(Natural language region descriptions)
=== Section Start ===

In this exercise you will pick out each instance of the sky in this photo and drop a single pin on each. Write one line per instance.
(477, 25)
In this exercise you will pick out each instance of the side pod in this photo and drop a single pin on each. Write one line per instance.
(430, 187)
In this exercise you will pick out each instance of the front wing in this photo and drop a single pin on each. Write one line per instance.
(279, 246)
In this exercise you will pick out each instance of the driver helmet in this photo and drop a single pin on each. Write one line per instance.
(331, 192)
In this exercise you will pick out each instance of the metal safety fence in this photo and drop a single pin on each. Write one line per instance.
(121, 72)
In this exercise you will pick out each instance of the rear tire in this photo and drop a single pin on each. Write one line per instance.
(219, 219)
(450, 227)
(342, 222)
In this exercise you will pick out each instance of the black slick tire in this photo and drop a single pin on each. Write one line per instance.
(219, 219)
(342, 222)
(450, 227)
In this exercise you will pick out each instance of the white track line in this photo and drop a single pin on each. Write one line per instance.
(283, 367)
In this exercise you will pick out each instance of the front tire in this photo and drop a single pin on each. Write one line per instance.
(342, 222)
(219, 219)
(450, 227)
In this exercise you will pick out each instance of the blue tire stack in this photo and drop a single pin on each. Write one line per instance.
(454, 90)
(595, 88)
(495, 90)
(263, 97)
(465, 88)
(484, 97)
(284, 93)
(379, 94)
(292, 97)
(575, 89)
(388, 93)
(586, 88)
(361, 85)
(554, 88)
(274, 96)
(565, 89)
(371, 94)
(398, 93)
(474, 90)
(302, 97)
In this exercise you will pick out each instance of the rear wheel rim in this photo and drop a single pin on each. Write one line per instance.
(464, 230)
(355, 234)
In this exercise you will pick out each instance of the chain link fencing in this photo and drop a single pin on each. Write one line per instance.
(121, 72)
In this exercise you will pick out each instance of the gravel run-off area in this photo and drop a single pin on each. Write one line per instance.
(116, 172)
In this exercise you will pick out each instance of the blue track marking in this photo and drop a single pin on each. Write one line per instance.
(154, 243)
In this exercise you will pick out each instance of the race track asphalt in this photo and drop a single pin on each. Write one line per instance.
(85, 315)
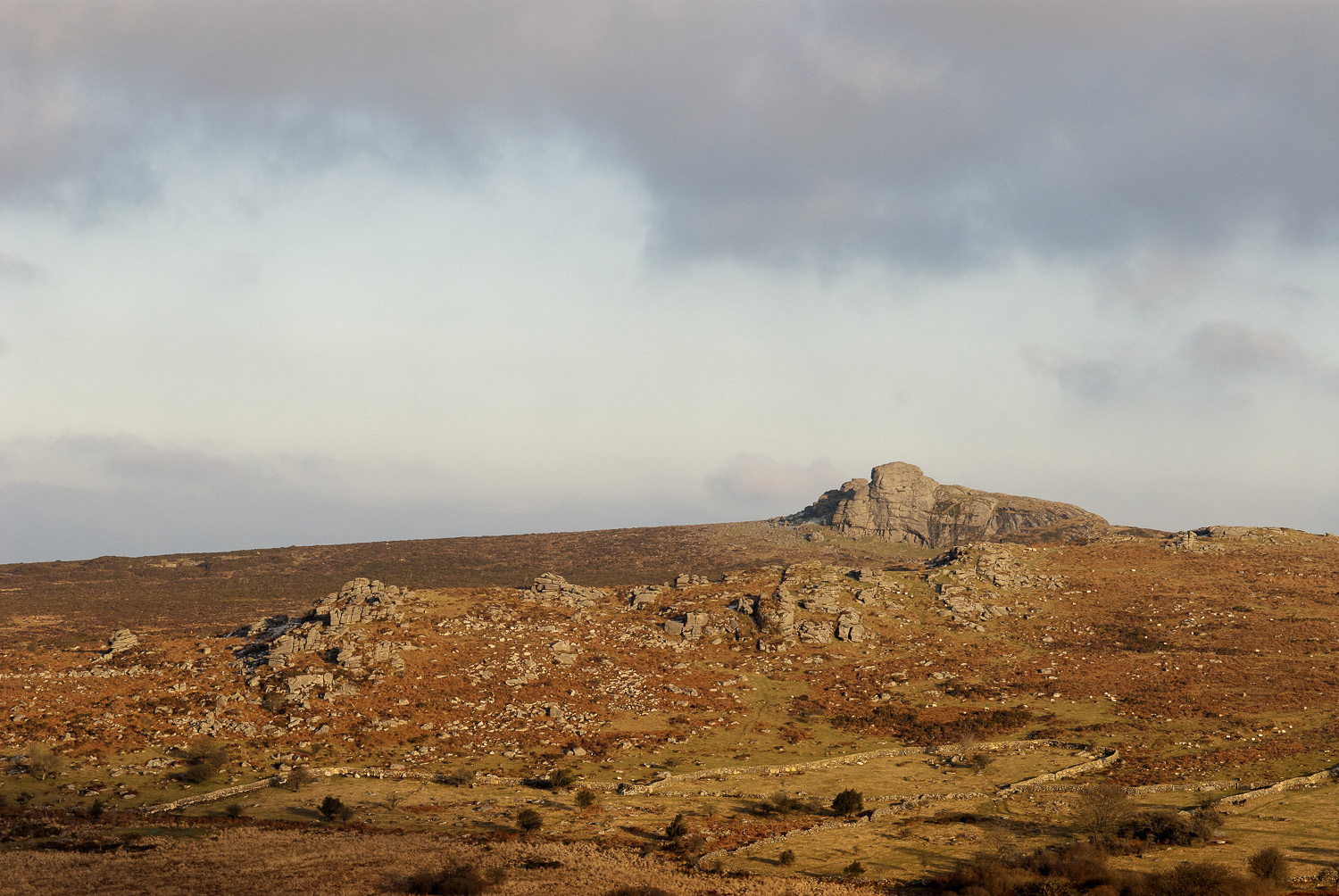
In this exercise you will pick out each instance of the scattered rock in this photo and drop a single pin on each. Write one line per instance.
(902, 504)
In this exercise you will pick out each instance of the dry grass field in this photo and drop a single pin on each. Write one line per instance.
(1184, 676)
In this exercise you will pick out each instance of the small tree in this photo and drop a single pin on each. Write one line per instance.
(848, 802)
(529, 821)
(678, 828)
(1100, 813)
(980, 761)
(1269, 864)
(43, 762)
(331, 808)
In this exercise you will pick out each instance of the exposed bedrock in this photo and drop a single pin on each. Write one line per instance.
(902, 504)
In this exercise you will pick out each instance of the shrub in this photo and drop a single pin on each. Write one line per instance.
(297, 777)
(781, 804)
(1052, 887)
(204, 759)
(1202, 879)
(1101, 812)
(1269, 864)
(453, 880)
(331, 808)
(848, 802)
(980, 761)
(678, 828)
(43, 762)
(529, 820)
(561, 778)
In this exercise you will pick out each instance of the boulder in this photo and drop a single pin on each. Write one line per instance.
(814, 633)
(899, 502)
(121, 641)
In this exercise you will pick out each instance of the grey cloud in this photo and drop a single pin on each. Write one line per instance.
(773, 486)
(80, 496)
(1235, 348)
(1213, 363)
(18, 270)
(920, 133)
(1097, 380)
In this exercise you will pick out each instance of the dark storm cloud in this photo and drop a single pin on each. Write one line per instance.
(923, 133)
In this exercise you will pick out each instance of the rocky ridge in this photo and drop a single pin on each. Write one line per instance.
(900, 504)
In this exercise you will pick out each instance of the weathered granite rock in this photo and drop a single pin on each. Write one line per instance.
(121, 641)
(776, 614)
(849, 627)
(816, 633)
(902, 504)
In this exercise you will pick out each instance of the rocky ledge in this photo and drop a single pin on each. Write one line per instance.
(902, 504)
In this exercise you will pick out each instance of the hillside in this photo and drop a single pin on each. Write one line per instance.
(442, 687)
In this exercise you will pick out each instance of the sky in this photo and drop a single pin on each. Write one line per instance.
(305, 272)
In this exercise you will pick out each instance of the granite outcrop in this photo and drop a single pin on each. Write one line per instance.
(899, 502)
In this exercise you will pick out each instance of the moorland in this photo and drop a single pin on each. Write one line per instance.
(758, 708)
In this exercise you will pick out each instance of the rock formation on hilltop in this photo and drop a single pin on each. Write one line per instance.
(902, 504)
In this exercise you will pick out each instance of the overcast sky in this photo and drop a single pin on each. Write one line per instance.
(295, 270)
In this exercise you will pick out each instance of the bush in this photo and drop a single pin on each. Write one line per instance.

=== Section End ===

> [Brief]
The answer must be an exact restatement of all the records, with no pictures included.

> [Expected answer]
In this exercise you will pick out each instance of the sky in this photo and drop a single pin on each. Write one line per instance.
(477, 25)
In this exercise you will pick out each instance of the side pod in this photo and drop a single pin on each. Write one line per instance.
(430, 187)
In this exercise you will pick out each instance of the front wing in this photo and drop a single pin on each. Write one line per instance.
(279, 246)
In this exercise you will pick out each instance of the driver helmet in this photo and drop a single pin on each. Write one line per instance.
(331, 192)
In this exercise you will pick out each instance of the metal safety fence in this photo and drop a single pin on each. Write one line per instance.
(121, 72)
In this exercise you will pick out each instance of the rear tire in this photo and drop a single pin on each. Write one line per instance.
(219, 219)
(450, 227)
(342, 222)
In this exercise you will pick out each instance of the black slick tire in this photo and drop a single pin on each. Write one line per instance.
(219, 219)
(342, 222)
(450, 227)
In this exercise you will pick out each instance of the white track line in this photo and drop a single pin on each. Write one line per instance.
(283, 367)
In this exercise you will pick out each instance of the front tire in this photo and drop a single pin on each. Write one line per instance.
(342, 222)
(219, 219)
(450, 227)
In this exercise you will pick out each instance of the blue tire stack in this photo and drop a single pin on each. Write one line per instance.
(454, 90)
(595, 88)
(495, 90)
(263, 97)
(465, 88)
(484, 97)
(284, 93)
(379, 94)
(292, 97)
(575, 89)
(388, 93)
(586, 88)
(361, 85)
(554, 88)
(274, 96)
(565, 89)
(371, 94)
(398, 93)
(474, 90)
(302, 97)
In this exercise you will pick out each instance of the rear wheel rim in this photo and drop a single pin on each. Write one line per instance.
(464, 230)
(355, 234)
In this exercise you will pick out each instance of the chain link fencing in this photo and drop a single pin on each. Write one line per instance.
(121, 72)
In this exercise you will pick out each instance of the gravel run-off area in this photo and drop a single pin on each. Write one line per instance.
(116, 172)
In this exercise you will pick out each instance of the blue track marking in this photo and drop a single pin on each. Write one line per instance.
(154, 243)
In this exercise you will pick out each instance of the race track asphalt in this photo and drop a single pin on each. Write one line per instance.
(85, 315)
In this exercise you will pick out each instance of the scattered rock in this photo and drop a single pin on each. Write one line per instance.
(902, 504)
In this exercise you will pick out each instance of the dry grass field in this photo and drop a single pin on each. Write one line per instance.
(1184, 676)
In this exercise you will pick out each instance of the small tree in this photo and drop a single pin on each. Write one line per instance.
(848, 802)
(529, 821)
(678, 828)
(1100, 813)
(980, 761)
(1269, 864)
(43, 762)
(331, 808)
In this exercise you will pick out each instance of the exposed bedrock in this photo and drop a single pin on each. Write one line per instance.
(902, 504)
In this exercise you will pick out each instance of the shrub in this photo and drop a single pin on each. Write one line per instance.
(297, 777)
(781, 804)
(1052, 887)
(204, 759)
(1202, 879)
(1101, 812)
(1269, 864)
(453, 880)
(331, 808)
(848, 802)
(980, 761)
(678, 828)
(43, 762)
(529, 820)
(561, 778)
In this exercise you will pick out each instance of the boulder in this photo and drop a single pin on each. Write one line per instance.
(814, 633)
(899, 502)
(121, 641)
In this exercise you will pick out each instance of the grey cloud in this photo and drop a single pin on each. Write one line per instance.
(773, 486)
(80, 496)
(1235, 348)
(1213, 363)
(18, 270)
(920, 133)
(1097, 380)
In this exercise you will pick out each instance of the dark storm cloud in this photo and drop a single pin on each. Write one line per instance.
(923, 133)
In this exercise you will pick out each instance of the rocky ridge in this photo and drop a single pin on each. Write one line per instance.
(900, 504)
In this exercise you will pick out each instance of the weathered granite rock in this photo and drop a single pin on each. Write one line per instance.
(121, 641)
(776, 614)
(849, 627)
(816, 633)
(902, 504)
In this exercise you will pick out each instance of the rocky ledge in this photo and drop a single pin on each. Write one line per instance.
(902, 504)
In this exercise you will pick out each instance of the hillside in this photo and drop a single pin on each. Write one line per instance.
(442, 687)
In this exercise you will pick out each instance of the sky in this photo and drop a single pin on each. Write one line per instance.
(305, 272)
In this exercise you will pick out each instance of the granite outcrop in this photo and drop a single pin on each. Write one line per instance.
(899, 502)
In this exercise you will pick out each instance of the moorland in this photo and drop a single pin on each. Write one line per instance.
(758, 708)
In this exercise you will pick out each instance of the rock formation on hilltop in this photo and drop a single pin on each. Write one line per instance.
(902, 504)
In this exercise you will pick out each instance of the overcast sky in this photo and drop a single pin on each. Write one line per instance.
(295, 270)
In this exercise you will pick out each instance of the bush in this photo and drop a single pin on each. Write one line per instance.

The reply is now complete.